Report how many lines in the rows below contain the string "green", counting only matches in the same case, and give that number alone.

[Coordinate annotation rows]
((

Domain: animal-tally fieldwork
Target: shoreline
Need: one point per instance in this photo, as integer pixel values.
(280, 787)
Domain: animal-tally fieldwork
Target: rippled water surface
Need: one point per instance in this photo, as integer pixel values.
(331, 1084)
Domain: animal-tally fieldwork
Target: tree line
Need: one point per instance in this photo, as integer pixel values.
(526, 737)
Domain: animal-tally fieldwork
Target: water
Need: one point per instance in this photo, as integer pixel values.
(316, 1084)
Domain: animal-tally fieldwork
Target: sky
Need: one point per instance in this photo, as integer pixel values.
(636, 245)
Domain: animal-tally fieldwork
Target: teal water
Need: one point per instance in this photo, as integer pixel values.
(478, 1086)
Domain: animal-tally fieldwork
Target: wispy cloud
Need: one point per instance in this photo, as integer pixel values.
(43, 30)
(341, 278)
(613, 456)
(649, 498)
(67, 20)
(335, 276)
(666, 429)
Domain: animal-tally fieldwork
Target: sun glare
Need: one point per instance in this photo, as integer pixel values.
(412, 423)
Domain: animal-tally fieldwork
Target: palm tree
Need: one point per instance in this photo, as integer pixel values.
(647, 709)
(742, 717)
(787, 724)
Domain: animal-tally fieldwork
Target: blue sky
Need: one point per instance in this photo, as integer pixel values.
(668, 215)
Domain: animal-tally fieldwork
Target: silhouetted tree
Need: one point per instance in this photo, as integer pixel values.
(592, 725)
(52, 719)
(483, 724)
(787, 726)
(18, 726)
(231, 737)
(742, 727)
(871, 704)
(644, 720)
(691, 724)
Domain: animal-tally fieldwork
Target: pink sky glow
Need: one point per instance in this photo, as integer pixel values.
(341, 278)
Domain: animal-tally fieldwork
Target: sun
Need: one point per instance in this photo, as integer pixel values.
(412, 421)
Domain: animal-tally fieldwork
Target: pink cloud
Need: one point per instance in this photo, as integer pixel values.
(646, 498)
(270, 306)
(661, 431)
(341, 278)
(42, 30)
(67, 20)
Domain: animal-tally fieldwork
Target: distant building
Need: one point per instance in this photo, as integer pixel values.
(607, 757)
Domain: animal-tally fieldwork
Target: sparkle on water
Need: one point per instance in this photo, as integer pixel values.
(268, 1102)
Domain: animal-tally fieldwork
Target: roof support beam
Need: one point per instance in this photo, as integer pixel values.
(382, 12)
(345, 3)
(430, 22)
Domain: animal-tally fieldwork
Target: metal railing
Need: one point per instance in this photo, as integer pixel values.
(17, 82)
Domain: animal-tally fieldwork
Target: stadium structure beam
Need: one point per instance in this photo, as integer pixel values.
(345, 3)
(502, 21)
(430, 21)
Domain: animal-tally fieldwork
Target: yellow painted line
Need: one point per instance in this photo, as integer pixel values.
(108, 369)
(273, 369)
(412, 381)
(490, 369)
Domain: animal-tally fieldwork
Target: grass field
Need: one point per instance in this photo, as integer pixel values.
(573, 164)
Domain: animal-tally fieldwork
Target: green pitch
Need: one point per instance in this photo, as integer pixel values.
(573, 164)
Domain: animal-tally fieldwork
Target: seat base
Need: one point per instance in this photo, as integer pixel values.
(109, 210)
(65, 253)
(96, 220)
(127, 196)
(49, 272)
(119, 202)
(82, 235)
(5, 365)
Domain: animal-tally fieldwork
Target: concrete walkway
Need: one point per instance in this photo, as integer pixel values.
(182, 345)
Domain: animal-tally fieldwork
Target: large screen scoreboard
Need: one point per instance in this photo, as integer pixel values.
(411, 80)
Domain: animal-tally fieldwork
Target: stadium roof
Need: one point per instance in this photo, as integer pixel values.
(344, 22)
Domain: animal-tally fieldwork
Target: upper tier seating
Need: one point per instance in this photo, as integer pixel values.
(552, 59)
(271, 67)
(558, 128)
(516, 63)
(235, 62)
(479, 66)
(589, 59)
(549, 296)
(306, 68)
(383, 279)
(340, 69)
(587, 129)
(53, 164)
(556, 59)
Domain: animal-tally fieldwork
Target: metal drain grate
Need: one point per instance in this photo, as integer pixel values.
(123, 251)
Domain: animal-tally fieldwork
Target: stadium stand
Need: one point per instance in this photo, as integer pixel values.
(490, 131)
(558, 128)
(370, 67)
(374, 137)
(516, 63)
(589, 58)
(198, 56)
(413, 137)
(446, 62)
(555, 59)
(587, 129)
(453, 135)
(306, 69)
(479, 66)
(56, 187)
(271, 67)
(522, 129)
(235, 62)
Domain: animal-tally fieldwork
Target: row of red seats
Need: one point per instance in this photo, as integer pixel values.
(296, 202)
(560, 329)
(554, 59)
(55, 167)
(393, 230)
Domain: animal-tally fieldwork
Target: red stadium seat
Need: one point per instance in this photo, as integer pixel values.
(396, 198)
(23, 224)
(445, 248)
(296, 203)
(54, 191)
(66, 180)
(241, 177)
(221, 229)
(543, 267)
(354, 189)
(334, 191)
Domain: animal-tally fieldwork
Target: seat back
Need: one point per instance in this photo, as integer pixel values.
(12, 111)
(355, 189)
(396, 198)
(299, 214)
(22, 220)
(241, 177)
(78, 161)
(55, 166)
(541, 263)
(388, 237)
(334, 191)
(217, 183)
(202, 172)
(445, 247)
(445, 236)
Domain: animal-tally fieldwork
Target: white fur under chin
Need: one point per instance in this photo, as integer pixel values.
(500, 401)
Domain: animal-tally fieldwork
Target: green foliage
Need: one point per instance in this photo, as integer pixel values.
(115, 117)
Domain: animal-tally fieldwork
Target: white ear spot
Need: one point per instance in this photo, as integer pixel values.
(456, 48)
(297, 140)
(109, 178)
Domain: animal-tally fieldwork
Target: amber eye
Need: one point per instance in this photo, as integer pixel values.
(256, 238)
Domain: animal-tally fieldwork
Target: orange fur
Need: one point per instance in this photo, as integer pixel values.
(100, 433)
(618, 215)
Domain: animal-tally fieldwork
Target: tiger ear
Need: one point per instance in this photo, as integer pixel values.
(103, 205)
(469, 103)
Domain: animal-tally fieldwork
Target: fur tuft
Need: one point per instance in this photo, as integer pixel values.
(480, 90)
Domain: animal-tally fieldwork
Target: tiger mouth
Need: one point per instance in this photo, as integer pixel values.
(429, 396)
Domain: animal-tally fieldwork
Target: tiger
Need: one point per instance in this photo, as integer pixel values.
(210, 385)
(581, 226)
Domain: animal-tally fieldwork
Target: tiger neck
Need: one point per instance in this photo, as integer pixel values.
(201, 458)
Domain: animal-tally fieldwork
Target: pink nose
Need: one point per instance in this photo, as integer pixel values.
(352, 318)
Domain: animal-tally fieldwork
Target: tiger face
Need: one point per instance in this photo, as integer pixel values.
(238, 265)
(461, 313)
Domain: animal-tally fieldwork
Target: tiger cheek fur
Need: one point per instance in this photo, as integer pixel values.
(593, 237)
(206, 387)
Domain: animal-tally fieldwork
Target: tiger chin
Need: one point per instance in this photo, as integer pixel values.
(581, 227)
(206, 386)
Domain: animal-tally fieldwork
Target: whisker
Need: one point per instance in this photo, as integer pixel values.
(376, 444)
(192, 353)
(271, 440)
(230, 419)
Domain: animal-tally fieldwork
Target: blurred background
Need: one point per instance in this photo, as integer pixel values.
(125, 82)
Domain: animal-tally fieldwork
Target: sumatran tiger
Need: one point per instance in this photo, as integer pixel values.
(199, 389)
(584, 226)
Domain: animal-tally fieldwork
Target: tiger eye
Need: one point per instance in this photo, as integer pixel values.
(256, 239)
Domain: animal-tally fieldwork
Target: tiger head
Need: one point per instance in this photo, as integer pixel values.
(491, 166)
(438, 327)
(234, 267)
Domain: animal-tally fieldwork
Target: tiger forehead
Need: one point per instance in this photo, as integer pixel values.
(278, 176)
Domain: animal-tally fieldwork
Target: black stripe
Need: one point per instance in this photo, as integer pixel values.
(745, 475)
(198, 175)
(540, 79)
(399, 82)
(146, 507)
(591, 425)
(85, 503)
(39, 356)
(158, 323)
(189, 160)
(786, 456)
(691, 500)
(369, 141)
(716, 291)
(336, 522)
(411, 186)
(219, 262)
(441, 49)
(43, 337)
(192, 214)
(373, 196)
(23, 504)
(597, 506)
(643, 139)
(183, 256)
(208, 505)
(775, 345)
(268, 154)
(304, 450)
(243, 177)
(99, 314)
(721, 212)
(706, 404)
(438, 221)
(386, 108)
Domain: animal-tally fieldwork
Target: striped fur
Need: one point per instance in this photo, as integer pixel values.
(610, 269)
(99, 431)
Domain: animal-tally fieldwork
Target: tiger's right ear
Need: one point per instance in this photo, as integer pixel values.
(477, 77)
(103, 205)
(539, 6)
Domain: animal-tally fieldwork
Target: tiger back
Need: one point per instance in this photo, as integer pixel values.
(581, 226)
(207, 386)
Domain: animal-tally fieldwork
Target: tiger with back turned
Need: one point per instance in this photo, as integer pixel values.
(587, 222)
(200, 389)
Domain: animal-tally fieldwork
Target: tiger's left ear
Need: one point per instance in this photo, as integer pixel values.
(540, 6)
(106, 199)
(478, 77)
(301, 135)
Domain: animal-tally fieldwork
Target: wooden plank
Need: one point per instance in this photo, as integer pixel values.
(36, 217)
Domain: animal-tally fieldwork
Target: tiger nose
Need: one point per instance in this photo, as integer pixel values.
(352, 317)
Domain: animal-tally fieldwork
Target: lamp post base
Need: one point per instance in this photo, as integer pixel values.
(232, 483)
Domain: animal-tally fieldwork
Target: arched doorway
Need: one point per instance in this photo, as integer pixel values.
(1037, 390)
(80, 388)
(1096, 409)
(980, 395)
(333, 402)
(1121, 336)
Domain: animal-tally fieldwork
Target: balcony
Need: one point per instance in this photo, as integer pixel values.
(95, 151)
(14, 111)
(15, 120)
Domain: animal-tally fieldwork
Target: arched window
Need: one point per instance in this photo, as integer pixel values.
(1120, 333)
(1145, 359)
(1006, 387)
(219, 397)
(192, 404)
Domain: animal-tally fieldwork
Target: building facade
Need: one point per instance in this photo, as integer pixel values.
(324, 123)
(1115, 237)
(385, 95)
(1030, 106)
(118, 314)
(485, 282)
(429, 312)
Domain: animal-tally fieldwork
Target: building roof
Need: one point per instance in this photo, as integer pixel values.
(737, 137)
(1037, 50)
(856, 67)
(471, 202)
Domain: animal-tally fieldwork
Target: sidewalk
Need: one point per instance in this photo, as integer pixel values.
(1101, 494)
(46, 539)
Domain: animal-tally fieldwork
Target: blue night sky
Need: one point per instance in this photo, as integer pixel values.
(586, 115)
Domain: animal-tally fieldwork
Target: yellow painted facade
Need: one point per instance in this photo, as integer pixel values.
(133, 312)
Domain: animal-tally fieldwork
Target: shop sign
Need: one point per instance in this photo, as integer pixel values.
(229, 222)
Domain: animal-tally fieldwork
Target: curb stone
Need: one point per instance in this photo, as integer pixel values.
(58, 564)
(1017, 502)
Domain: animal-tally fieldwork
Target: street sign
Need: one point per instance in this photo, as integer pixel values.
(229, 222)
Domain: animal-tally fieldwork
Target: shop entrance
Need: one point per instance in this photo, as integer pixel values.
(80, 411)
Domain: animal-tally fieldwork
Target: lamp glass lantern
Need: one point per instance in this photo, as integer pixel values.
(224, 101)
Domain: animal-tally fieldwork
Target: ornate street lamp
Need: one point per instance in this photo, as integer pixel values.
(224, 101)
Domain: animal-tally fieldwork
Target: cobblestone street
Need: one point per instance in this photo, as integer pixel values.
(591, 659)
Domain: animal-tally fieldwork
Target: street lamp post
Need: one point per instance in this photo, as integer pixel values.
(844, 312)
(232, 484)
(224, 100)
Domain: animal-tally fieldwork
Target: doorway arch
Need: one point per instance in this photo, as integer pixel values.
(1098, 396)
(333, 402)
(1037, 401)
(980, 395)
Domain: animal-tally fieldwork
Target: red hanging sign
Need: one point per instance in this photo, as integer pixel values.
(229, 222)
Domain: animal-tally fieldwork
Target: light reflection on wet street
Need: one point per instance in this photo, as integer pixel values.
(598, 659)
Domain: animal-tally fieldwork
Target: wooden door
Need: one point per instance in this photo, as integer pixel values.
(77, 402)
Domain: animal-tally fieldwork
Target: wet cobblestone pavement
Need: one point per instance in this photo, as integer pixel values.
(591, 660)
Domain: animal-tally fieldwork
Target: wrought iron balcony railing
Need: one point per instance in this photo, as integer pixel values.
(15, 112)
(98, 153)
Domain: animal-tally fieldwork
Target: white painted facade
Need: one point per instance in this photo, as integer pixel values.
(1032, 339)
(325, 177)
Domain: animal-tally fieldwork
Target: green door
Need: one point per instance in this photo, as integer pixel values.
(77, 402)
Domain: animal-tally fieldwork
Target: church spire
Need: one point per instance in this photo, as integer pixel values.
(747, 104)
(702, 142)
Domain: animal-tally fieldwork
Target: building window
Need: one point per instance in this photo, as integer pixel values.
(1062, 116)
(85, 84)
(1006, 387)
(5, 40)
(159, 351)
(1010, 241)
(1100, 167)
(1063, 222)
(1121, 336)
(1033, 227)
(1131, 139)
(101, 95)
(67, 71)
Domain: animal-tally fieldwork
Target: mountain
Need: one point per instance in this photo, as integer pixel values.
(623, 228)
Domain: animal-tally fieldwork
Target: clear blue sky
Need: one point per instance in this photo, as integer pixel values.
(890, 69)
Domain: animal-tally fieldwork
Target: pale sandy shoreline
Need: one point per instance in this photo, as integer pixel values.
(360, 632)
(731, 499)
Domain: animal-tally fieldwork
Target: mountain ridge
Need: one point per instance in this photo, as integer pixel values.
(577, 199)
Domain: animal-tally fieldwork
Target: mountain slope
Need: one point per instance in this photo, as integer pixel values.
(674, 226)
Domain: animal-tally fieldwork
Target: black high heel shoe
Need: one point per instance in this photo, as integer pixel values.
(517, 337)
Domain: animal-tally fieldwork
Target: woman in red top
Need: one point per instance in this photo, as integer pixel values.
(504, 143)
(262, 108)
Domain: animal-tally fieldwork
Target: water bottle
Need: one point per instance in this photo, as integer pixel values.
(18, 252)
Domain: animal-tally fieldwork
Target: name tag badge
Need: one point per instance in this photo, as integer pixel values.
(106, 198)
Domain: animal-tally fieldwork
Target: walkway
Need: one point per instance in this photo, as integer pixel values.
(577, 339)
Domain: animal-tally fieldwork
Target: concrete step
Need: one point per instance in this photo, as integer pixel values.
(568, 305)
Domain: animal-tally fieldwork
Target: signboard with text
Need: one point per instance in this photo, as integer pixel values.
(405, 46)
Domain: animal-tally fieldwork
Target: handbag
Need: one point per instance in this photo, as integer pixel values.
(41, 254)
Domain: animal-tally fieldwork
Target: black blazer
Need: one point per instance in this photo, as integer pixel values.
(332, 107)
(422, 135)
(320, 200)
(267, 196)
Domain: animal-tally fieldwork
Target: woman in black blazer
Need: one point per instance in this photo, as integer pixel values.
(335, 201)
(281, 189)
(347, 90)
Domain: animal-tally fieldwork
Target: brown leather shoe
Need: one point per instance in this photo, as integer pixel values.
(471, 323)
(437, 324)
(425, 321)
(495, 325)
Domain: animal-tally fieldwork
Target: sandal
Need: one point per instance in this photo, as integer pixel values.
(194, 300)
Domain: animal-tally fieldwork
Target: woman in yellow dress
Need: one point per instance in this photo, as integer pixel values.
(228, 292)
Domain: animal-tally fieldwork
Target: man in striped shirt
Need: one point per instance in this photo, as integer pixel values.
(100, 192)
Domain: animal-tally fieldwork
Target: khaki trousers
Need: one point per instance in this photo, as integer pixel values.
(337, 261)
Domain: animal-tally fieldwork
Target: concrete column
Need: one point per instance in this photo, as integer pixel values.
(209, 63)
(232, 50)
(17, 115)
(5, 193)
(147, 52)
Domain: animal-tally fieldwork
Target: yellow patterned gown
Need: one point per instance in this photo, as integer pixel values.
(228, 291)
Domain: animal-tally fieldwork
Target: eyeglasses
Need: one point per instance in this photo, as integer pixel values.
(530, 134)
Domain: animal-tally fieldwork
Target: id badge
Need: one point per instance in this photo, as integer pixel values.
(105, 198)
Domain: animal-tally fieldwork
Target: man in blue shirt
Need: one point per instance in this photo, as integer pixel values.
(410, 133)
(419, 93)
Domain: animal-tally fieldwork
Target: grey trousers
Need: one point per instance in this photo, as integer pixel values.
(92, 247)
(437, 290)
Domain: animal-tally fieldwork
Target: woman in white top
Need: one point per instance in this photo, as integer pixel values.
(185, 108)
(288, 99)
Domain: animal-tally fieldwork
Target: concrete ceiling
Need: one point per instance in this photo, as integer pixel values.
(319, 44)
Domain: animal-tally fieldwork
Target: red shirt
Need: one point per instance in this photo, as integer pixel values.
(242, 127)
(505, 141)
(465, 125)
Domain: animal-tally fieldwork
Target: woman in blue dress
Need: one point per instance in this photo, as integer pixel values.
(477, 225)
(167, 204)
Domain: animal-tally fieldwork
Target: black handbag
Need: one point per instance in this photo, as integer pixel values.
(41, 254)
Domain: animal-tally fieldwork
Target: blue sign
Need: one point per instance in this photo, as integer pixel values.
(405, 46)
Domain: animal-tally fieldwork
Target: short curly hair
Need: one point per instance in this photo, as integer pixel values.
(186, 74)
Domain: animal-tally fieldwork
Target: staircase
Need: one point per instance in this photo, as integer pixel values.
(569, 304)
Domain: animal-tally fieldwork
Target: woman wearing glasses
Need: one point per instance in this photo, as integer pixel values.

))

# [CORRECT OUTPUT]
3